Stated goal:
Output each line of the material exactly as it stands.

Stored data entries
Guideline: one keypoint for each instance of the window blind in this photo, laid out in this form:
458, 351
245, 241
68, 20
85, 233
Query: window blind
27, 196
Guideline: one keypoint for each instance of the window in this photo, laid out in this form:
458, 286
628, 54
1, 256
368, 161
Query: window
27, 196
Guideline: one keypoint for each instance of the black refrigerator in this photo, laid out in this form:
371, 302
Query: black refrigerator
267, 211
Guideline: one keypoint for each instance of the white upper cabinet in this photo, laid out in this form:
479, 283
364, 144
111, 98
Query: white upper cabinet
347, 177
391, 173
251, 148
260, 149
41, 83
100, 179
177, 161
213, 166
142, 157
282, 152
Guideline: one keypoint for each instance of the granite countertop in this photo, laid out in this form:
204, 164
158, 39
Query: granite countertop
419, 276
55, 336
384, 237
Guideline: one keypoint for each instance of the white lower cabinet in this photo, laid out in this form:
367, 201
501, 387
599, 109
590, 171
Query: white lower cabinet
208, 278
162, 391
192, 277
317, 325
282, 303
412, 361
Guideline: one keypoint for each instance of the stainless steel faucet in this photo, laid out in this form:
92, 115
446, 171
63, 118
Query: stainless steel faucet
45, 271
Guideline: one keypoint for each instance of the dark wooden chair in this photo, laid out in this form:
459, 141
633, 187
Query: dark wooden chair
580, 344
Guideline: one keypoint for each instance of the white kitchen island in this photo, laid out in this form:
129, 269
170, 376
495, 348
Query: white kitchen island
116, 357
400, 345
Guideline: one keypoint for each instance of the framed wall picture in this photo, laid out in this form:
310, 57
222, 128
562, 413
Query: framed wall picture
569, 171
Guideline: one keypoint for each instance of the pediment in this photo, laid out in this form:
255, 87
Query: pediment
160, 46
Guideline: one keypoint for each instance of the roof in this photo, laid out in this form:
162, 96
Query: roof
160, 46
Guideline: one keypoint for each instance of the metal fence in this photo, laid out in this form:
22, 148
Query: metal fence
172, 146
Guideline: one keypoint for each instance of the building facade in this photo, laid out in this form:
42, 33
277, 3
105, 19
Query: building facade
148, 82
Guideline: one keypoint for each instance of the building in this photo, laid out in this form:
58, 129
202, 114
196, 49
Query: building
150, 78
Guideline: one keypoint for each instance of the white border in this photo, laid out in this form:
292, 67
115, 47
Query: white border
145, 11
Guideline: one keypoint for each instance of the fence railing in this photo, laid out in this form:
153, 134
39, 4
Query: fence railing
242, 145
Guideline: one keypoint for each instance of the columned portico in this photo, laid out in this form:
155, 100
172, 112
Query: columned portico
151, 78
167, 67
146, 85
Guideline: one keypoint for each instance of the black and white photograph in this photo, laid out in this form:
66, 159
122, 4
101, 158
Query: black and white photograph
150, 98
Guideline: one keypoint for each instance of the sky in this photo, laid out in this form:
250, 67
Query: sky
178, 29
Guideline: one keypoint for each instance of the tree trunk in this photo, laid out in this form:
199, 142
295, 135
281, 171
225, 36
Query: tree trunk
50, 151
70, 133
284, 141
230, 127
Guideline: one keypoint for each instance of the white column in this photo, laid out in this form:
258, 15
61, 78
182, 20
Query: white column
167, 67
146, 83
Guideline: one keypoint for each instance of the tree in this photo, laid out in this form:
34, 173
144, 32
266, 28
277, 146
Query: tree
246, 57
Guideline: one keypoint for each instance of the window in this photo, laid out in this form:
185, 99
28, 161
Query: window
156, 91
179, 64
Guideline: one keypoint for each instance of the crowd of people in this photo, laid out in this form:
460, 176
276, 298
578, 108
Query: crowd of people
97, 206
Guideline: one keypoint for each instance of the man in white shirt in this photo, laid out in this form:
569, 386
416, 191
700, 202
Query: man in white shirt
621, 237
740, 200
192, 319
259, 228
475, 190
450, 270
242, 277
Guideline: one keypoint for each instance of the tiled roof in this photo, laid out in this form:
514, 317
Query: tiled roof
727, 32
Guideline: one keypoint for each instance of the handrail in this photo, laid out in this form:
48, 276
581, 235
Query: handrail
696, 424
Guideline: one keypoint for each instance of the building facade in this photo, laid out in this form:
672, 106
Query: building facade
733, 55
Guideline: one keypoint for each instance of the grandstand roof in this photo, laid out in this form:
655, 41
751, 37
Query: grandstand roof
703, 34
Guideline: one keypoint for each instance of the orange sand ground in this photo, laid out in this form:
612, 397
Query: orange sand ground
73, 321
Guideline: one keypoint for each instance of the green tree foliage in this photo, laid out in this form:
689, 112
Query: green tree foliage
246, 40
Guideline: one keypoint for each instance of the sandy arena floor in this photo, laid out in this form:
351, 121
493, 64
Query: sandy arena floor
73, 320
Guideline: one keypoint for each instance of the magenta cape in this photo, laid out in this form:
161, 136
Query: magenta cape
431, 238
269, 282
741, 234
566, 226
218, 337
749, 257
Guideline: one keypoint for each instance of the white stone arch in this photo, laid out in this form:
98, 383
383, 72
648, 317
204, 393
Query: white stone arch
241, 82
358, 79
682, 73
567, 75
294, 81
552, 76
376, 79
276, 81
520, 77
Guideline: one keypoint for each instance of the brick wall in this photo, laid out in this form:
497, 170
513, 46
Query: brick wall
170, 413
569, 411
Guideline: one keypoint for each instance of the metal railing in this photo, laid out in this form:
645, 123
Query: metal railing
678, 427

Expected output:
Guideline: one keypoint for each instance of the window blind in this photo, laid out in this form:
458, 351
245, 241
68, 20
85, 233
Query: window blind
27, 196
Guideline: one keypoint for each instance of the window in this photo, laid out in this form:
458, 286
628, 54
1, 256
368, 161
Query: window
27, 196
Guideline: one keypoint for each instance of the black refrigerator in this photo, laid out in this form:
371, 302
Query: black refrigerator
267, 211
Guideline: one keypoint for each instance of the white upper cabinet in this photo, laid out in this form:
479, 283
364, 144
111, 98
Query: white upper cabinet
347, 177
391, 173
251, 148
260, 149
41, 83
100, 179
177, 161
213, 166
142, 157
282, 152
Guideline: one keypoint for each instance of the granite countertop in this photo, laid out in this form:
204, 164
158, 39
Query: granite countertop
419, 276
55, 336
384, 237
Guideline: one keypoint for each instance of the white lower cabinet in this photo, laid out in this form:
367, 201
501, 387
599, 109
590, 171
Query: white lower cabinet
208, 278
162, 391
192, 277
317, 325
282, 303
412, 361
Guideline: one keypoint for each instance of the stainless steel faucet in this photo, laid out in this form:
92, 115
446, 171
63, 118
Query: stainless steel faucet
45, 271
Guideline: one keypoint for each instance of the dark wooden chair in this photo, laid out in this form:
459, 141
633, 187
Query: dark wooden chair
580, 344
Guideline: one keypoint for each instance of the white kitchen island in this photo, laid out in this form:
129, 269
170, 376
495, 348
Query: white kitchen island
116, 357
400, 345
Guideline: one keypoint for each instance of the framed wall picture in this photo, laid out in this form:
310, 57
222, 128
562, 413
Query: framed wall picture
569, 171
Guideline: one keypoint for each instance of the pediment in this photo, laid out in this form:
255, 87
Query: pediment
160, 46
Guideline: one keypoint for each instance of the roof in this photo, laid out in this form:
162, 96
Query: roof
160, 46
Guideline: one keypoint for each instance of the metal fence in this photo, laid out in this form:
22, 148
Query: metal fence
172, 146
Guideline: one keypoint for each instance of the building facade in this photo, laid out in this form:
42, 33
277, 3
105, 19
Query: building facade
148, 82
Guideline: one keypoint for each instance of the building in this photo, laid out in this form:
58, 129
202, 114
196, 49
Query: building
150, 78
Guideline: one keypoint for each instance of the white border in this photo, laid out in this form:
292, 67
115, 47
Query: white border
145, 11
Guideline: one keypoint for each instance of the fence railing in this photo, laid out in this form:
153, 134
39, 4
Query: fence railing
242, 145
Guideline: one keypoint for each instance of the columned portico in this photo, laid out in this form:
155, 100
172, 112
Query: columned portico
151, 78
167, 67
146, 85
Guideline: one keypoint for each instance of the black and white photograph in this photo, laid out in this form:
66, 159
122, 4
101, 158
Query: black and white photograph
150, 98
Guideline: one keypoint for each instance of the sky in this photo, laid out in this form:
250, 67
Query: sky
178, 29
Guideline: one keypoint for each instance of the tree trunk in this photo, laid out in this form:
199, 142
295, 135
281, 171
225, 36
Query: tree trunk
50, 151
70, 133
284, 141
230, 127
Guideline: one keypoint for each instance of the white column in this photo, laid out in this form:
258, 15
61, 78
182, 20
Query: white column
167, 67
146, 83
Guideline: one keypoint for each instance of the tree in this photo, laid out in this form:
34, 173
144, 32
266, 28
277, 146
Query: tree
246, 57
Guideline: one keypoint for each instance of the window in this photo, laid out in this form:
185, 99
28, 161
Query: window
156, 91
179, 64
Guideline: one keypoint for each instance of the crowd of people in this photo, laid out in this form:
460, 176
276, 298
578, 108
Query: crowd of people
97, 206
Guideline: one keypoint for each instance of the man in white shirt in this photo, laid out in this form:
569, 386
416, 191
700, 202
Query: man in white shirt
621, 237
740, 200
192, 319
259, 228
475, 190
450, 270
242, 277
Guideline: one keypoint for each instance of the tiled roof in this photo, laid out in this form:
514, 317
Query: tiled roof
727, 32
Guideline: one keypoint for each instance of the handrail in this photo, laid out in this form:
48, 276
581, 235
Query: handrail
696, 424
Guideline: one keypoint for each instance of the building facade in this photo, laid out in this form:
672, 106
Query: building facade
733, 55
Guideline: one keypoint for each instance of the grandstand roof in this photo, laid out in this form:
655, 41
751, 37
Query: grandstand roof
703, 34
Guideline: one keypoint for each instance of the orange sand ground in this photo, laid out in this form:
612, 397
Query: orange sand ground
73, 321
Guideline: one keypoint for each instance of the green tree foliage in this photo, laid out in this form:
689, 112
Query: green tree foliage
246, 40
Guideline: one keypoint for each instance of the sandy arena floor in this photo, laid out in this form:
351, 121
493, 64
Query: sandy arena floor
73, 320
Guideline: one keypoint for each instance of the magenta cape in this photo, laid out in this form:
161, 136
Query: magenta cape
431, 238
269, 282
741, 234
566, 226
218, 337
749, 257
Guideline: one keypoint for each instance of the white stone arch in this photo, laid out in this form:
98, 383
383, 72
648, 317
204, 393
Query: white stone arch
241, 82
358, 79
682, 73
567, 75
294, 81
552, 76
376, 79
276, 81
520, 77
Guideline: one keypoint for each instance of the brick wall in this photo, laid out in this form:
497, 170
513, 46
Query: brick wall
170, 413
569, 411
Guideline: one keypoint for each instance of the metal railing in this photo, laid out in this form:
645, 123
Query: metal railing
678, 427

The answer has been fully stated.